**Consigne**
Relevez mot pour mot toutes les lignes qui suivent, en laissant les images de côté.

**Données de l'exercice**
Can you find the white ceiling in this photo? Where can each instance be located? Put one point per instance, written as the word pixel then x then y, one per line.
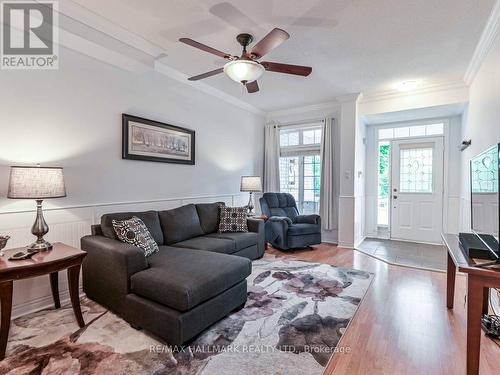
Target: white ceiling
pixel 353 45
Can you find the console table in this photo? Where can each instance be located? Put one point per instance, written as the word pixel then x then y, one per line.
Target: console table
pixel 479 280
pixel 61 257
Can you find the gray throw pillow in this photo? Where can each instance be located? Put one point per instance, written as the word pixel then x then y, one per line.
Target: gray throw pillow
pixel 233 219
pixel 133 231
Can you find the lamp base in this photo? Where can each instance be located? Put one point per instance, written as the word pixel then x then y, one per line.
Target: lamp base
pixel 40 246
pixel 39 229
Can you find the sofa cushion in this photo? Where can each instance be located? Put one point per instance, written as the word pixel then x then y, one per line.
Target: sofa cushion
pixel 180 224
pixel 217 245
pixel 134 232
pixel 241 239
pixel 209 216
pixel 149 218
pixel 183 278
pixel 299 229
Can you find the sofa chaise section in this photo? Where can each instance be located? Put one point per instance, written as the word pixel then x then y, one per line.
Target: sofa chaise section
pixel 197 277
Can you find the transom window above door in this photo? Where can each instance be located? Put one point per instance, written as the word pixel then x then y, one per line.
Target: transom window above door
pixel 411 131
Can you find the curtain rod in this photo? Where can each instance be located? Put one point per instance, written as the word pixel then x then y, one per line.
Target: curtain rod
pixel 304 122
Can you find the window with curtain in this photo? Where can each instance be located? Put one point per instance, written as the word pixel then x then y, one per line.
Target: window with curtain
pixel 300 165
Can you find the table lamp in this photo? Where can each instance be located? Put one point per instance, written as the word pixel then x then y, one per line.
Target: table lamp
pixel 37 183
pixel 251 184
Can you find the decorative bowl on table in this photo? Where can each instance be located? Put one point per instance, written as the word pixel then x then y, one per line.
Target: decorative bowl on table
pixel 3 243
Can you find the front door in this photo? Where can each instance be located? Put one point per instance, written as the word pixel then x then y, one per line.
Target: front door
pixel 417 189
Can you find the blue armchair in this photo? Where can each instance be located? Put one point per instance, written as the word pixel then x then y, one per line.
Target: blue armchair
pixel 286 229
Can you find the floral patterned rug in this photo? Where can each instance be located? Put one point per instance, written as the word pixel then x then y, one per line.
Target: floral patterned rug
pixel 295 315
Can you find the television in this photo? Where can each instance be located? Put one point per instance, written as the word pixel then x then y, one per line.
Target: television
pixel 484 172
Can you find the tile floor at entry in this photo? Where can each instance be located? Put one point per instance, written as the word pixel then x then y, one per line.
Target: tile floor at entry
pixel 406 253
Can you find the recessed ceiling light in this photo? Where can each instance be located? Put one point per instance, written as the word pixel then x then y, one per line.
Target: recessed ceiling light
pixel 406 86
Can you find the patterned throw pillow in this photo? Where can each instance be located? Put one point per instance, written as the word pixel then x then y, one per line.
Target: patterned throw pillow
pixel 233 219
pixel 133 231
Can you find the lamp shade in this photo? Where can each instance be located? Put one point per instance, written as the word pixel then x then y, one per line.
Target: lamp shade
pixel 251 183
pixel 36 183
pixel 244 70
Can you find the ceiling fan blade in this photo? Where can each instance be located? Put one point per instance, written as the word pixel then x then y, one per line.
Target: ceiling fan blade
pixel 203 47
pixel 298 70
pixel 269 42
pixel 252 87
pixel 206 75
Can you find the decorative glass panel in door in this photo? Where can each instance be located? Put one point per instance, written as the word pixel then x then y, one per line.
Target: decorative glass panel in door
pixel 416 170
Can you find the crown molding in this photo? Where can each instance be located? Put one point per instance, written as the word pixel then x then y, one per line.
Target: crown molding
pixel 349 98
pixel 97 23
pixel 485 43
pixel 394 94
pixel 332 105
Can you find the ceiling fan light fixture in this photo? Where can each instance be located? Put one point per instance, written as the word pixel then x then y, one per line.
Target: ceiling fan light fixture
pixel 244 71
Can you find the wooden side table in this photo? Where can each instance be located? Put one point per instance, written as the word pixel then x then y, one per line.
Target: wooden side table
pixel 50 262
pixel 478 282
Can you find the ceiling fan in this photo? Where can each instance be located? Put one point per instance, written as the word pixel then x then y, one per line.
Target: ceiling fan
pixel 246 69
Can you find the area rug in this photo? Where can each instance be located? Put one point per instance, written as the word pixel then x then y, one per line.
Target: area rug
pixel 292 322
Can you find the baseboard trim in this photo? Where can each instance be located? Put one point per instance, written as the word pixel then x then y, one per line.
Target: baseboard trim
pixel 346 245
pixel 40 303
pixel 359 241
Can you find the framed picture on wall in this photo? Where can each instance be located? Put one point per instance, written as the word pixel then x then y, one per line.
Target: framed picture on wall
pixel 150 140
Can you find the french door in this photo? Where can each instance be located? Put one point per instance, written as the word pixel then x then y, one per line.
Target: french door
pixel 417 189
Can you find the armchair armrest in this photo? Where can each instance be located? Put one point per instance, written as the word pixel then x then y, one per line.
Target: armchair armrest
pixel 308 219
pixel 258 226
pixel 108 266
pixel 255 225
pixel 282 219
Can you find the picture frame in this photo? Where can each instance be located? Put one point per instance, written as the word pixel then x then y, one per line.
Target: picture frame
pixel 149 140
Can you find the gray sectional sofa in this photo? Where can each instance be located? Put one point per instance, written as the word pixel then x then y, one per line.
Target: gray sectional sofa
pixel 197 277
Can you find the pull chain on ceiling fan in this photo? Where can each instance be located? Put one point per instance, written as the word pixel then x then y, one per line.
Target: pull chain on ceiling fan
pixel 246 69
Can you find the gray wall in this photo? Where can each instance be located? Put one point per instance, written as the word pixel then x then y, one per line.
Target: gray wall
pixel 72 118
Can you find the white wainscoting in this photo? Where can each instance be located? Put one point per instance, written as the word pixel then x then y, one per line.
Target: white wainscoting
pixel 68 225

**Réponse écrite**
Can you find the white ceiling in this photo? Where can each instance be located? Put one point per instance, written as the word pixel then x then y, one per line.
Target: white ceiling
pixel 353 45
Can you find the console table in this photo? Where can each instance be located? Put one point per instance, written as the word pixel then x then y, one per line.
Target: console table
pixel 479 280
pixel 61 257
Can you find the gray throw pillow in this photo? Where can each instance be located? Put one point per instance, written as the word pixel then x then y, one per line.
Target: gray throw pillow
pixel 233 219
pixel 133 231
Can you find the lamp base in this photo? Where can each instance be located? Put one point per instance, written as the word pixel then x then y, one per line.
Target: lamp base
pixel 40 246
pixel 39 229
Can you find the sofa cushion in this photo? Where can each instance be located? Put one point per instance, written as the word pixel then x then y, one per line.
Target: sofa cushion
pixel 180 224
pixel 217 245
pixel 134 232
pixel 241 239
pixel 209 216
pixel 149 218
pixel 183 278
pixel 299 229
Can you find the sofa chaise section in this photo? Where can each instance be located? Put one point per instance, written as the word pixel then x then y, one per line.
Target: sofa chaise section
pixel 197 277
Can you find the transom window above door in this photo? Where can each instance be located? Put one point per instance, written as the word pixel then x then y, one per line.
Target: transom window above door
pixel 411 131
Can you find the curtain rod in this photo? Where can each instance be located? Put one point per instance, written as the word pixel then x then y, one per line.
Target: curtain rod
pixel 304 122
Can you find the window with curtain in this photo? Where can each instance be located? Put one point per instance, written as the word pixel then x then y, one per line.
Target: window with curtain
pixel 300 165
Can you find the table lamp in this photo? Where can each instance be located? Put one point per instance, written as the word pixel then x then y, one per line.
Target: table lamp
pixel 37 183
pixel 251 184
Can you find the decorative bowl on table in this photo? Where can each instance be located? Put one point per instance, written as the word pixel then x then y, one per line.
Target: decorative bowl on table
pixel 3 243
Can you find the front door in this photo? Where can each instance be located? Put one point per instance, written as the word pixel then x then y, one per line.
Target: front door
pixel 417 189
Can you find the blue armchair in this photo? Where can each instance be located? Put one point per instance, written as the word pixel then x then y, one per line.
Target: blue armchair
pixel 286 229
Can you find the floral patterned rug in this photo? Where can each instance be located? Put one point per instance, written as the word pixel then x then y, one per line.
Target: floral patterned rug
pixel 295 315
Can you find the television in this photo? Where can each instance be located? Put one point per instance, written as the word pixel then x then y, one per line.
Target: television
pixel 484 172
Can you find the tile floor at entry in this photo? Where can each instance be located? Put one point per instance, written as the word pixel then x then y, one per line.
Target: tile floor at entry
pixel 406 253
Can you find the recessed ceiling light in this photo? Where can each instance be located? Put one point per instance, written as the word pixel then x then y, one per line.
Target: recessed ceiling light
pixel 406 86
Can you find the patterned throw pillow in this photo? Where can each instance be located? Put one point per instance, written as the word pixel then x then y, one per line.
Target: patterned throw pillow
pixel 233 219
pixel 133 231
Can you find the lamp shade in this photo? Where can each instance be located? Put one point per instance, written as the word pixel then x then y, one per line.
Target: lamp shade
pixel 251 183
pixel 36 183
pixel 244 70
Can you find the ceiling fan blade in this photo? Where can each instance be located? Put one point per instance, written as the word pixel then x then y, one per line.
Target: ceiling fan blade
pixel 203 47
pixel 298 70
pixel 269 42
pixel 252 87
pixel 206 75
Can you find the decorative glass panel in door in this photo? Where can each instance be located? Put one point per instance, written as the word pixel then x then y, one per line.
Target: decorative glass panel in door
pixel 416 170
Can you find the crown molding in this photo? Where can each instance be located? Put one point per instance, written as the word pixel then x then y, one per line.
Target: crown molding
pixel 349 98
pixel 97 23
pixel 485 43
pixel 394 94
pixel 332 105
Can you find the ceiling fan light fixture in this photo? Where can each instance be located? Put one point per instance, written as the word pixel then x then y, one per line.
Target: ceiling fan light fixture
pixel 244 71
Can you find the wooden side table in this photo? Where can each instance be located? Put one point per instance, written as the word pixel then x then y, one per line.
Target: wooden side table
pixel 50 262
pixel 478 282
Can you find the ceiling fan in this photo? Where can each instance be located? Put one point per instance, written as the word pixel then x then y, one per line.
Target: ceiling fan
pixel 246 69
Can you find the area rug in this photo? Where can each instance be located? Put one point per instance, written as the word pixel then x then y, one per line.
Target: area rug
pixel 292 322
Can you find the baseboard trim in this photo? Where can each instance be located? Put one point per instance, written as the word pixel then x then y, one per line.
Target: baseboard trim
pixel 346 245
pixel 40 303
pixel 359 241
Can you find the framed picture on wall in this photo? Where can each instance be located? Put one point per instance, written as the word pixel then x then y, one per line.
Target: framed picture on wall
pixel 150 140
Can you find the french door in this photo? Where can each instance be located? Put one point per instance, written as the word pixel then x then y, one per line.
Target: french door
pixel 417 189
Can you find the armchair armrest in this photo? Where can each instance be located? Put one point per instance, written as the word pixel then x then y, one per line.
Target: armchair armrest
pixel 308 219
pixel 258 226
pixel 108 266
pixel 255 225
pixel 282 219
Can you find the picture frame in this photo? Where can each instance be located? Put one point per instance, written as the word pixel then x then y, one per line.
Target: picture frame
pixel 149 140
Can you find the gray sectional sofa in this photo? Where can each instance be located? Put one point per instance, written as the word pixel then x then y, one per line.
Target: gray sectional sofa
pixel 197 277
Can you find the pull chain on ceiling fan in this photo? Where can each instance be located? Put one point per instance, written as the word pixel then x then y, one per line.
Target: pull chain on ceiling fan
pixel 246 69
Can you find the gray wall in this photo? Where can each instance be located? Put one point per instance, written as the word pixel then x then y, one per line.
Target: gray wall
pixel 72 118
Can you find the white wainscoting in this photo? Where can each instance be located? Put one point per instance, written as the word pixel then x then y, one per line.
Target: white wainscoting
pixel 68 225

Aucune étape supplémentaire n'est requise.